§ **EXTRAIT DU DOCUMENT**:
Atlantico.fr – du 15.03.2017
Entretien avec Corinne Chicheportiche-Aayche(*)
Une étude publiée par le journal Annals of Internal Medicine montre que, sans suivi avec des spécialistes, les personnes qui sortent d'un régime reprennent environ quatre kilogrammes en un an. Des efforts sont nécessaires tous les jours pour éviter la prise de poids.
Attention rechute
Atlantico : Une étude publiée dans le journal Annals of Internal Medicine montre que les personnes qui ont suivi un régime et ont perdu 4 kg ou plus sur une période de 16 semaine ont repris ces kilos perdus au bout d'un an. L'étude montre que les personnes qui ont eu un suivi ont moins repris de poids que celles qui n'ont pas eu de suivi avec des spécialistes. Autant que perdre du poids, est-ce qu'un régime ne consiste pas en un changement de ses habitudes alimentaires ?
Corinne Chicheportiche-Aayche - L'étude met en avant dans sa conclusion ce que nous vivons au quotidien dans nos consultations.
Au delà des conseils diététiques, comportementaux et ceux liés à l'activité physique, la dimension accompagnement par le médecin est capitale. Le régime, d'autant qu'il est drastique et restrictif, est perçu comme une "épreuve" (anticipation pour préparer les plats "acceptables", lutte contre les tentations, isolement social voir professionnel, etc.) nous devons donc avec nos patients en permanence les amener à ancrer les bonnes habitudes qui ont donné des résultats et à comprendre pour mieux les corriger celles qui ont été des freins à la perte de poids. L'attitude doit être bienveillante et objective ; la valorisation des efforts doit être une préoccupation pour le soignant.
L'étude n'insiste néanmoins pas sur le point majeur à mon sens qui permettra d'obtenir une perte de poids stable : la modification des comportements alimentaires. Quels sont ces comportements alimentaires à modifier ? On peut essayer d'allonger la durée des repas, ne pas se précipiter. Cela permettra à chacun de travailler sur la reconnaissance et le respect des signaux physiologiques que sont la faim et la satiété qui sont reliés à la durée des repas. Et enfin, déconstruire progressivement les croyances fortement ancrées qui sont contre productives (notamment que l'on peut manger de tout à condition que ce soit conforme à sa faim et sa satiété, en gérant donc la fréquence et la quantité, et que cela s'intègre dans un programme alimentaire plutôt équilibré pour éviter tout risque de carence et qu'il n'y a finalement que peu d'interdit alimentaire).
Atlantico - Qu'est-ce que l'on peut apprendre de cette étude pour toutes les personnes qui souhaitent perdre du poids ?
Corinne Chicheportiche-Aayche. - Cela fait référence à ce qui est dit dans la réponse à la première question. En complément, pour perdre du poids il faut travailler sur le moyen et le long terme pour modifier durablement des habitudes alimentaires en travaillant simultanément plusieurs points. La dimension diététique d'une part : le choix des aliments, en régulant mais sans interdire complètement les aliments à haute valeur énergétique. La dimension comportementale, ensuite, en effectuant ce travail sur le respect des signaux physiologiques que sont la faim et la satiété, la durée des repas, la gestion des compulsions lorsqu'il y en a, la capacité à trouver du plaisir sur des produits perçus comme "interdits" mais que l'on peut consommer en petites quantités.

§ **ENTRÉES EXTRAITES**:
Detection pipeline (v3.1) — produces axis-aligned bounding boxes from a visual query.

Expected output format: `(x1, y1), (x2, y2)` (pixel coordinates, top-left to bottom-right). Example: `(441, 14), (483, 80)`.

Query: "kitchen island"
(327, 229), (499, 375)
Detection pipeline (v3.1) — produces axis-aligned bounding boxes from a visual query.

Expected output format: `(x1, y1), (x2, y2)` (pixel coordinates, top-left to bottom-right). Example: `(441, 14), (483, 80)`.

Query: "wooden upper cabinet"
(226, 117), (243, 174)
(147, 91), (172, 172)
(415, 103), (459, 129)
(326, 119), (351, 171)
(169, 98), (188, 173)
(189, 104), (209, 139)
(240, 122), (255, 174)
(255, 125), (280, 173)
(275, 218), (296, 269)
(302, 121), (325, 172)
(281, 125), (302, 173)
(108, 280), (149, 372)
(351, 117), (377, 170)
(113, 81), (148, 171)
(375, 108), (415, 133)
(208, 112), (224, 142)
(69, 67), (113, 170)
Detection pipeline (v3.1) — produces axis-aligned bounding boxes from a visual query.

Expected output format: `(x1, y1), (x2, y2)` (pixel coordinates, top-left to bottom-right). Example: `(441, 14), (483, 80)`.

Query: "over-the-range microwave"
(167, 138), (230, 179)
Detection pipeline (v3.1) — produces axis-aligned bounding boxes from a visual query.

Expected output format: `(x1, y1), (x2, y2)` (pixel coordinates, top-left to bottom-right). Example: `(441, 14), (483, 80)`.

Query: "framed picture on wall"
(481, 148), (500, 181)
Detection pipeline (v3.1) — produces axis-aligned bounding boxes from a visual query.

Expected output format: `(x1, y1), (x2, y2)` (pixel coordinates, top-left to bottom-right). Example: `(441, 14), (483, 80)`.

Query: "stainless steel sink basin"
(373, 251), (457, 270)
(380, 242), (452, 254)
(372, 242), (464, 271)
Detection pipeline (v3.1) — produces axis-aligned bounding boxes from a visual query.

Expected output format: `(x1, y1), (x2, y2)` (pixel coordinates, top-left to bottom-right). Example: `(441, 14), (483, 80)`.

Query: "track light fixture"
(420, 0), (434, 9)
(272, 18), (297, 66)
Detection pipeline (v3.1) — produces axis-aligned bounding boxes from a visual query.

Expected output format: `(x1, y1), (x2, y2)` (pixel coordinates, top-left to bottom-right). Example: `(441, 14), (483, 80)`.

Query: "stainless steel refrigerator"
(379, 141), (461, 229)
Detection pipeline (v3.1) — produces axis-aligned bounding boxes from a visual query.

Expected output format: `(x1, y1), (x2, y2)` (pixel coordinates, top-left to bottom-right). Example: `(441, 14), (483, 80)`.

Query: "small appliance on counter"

§ **TÂCHE À RÉALISER**: Recopiez le passage de l'entretien compris entre « Corinne Chicheportiche-Aayche. - Cela » et « en petites quantités. », inclus, en rebaptisant « diététique » en « nutritionnelle ». Veuillez vous fonder uniquement sur l'entretien.

§ **CORRIGÉ DE L'EXERCICE**:
Corinne Chicheportiche-Aayche. - Cela fait référence à ce qui est dit dans la réponse à la première question. En complément, pour perdre du poids il faut travailler sur le moyen et le long terme pour modifier durablement des habitudes alimentaires en travaillant simultanément plusieurs points. La dimension nutritionnelle d'une part : le choix des aliments, en régulant mais sans interdire complètement les aliments à haute valeur énergétique. La dimension comportementale, ensuite, en effectuant ce travail sur le respect des signaux physiologiques que sont la faim et la satiété, la durée des repas, la gestion des compulsions lorsqu'il y en a, la capacité à trouver du plaisir sur des produits perçus comme "interdits" mais que l'on peut consommer en petites quantités.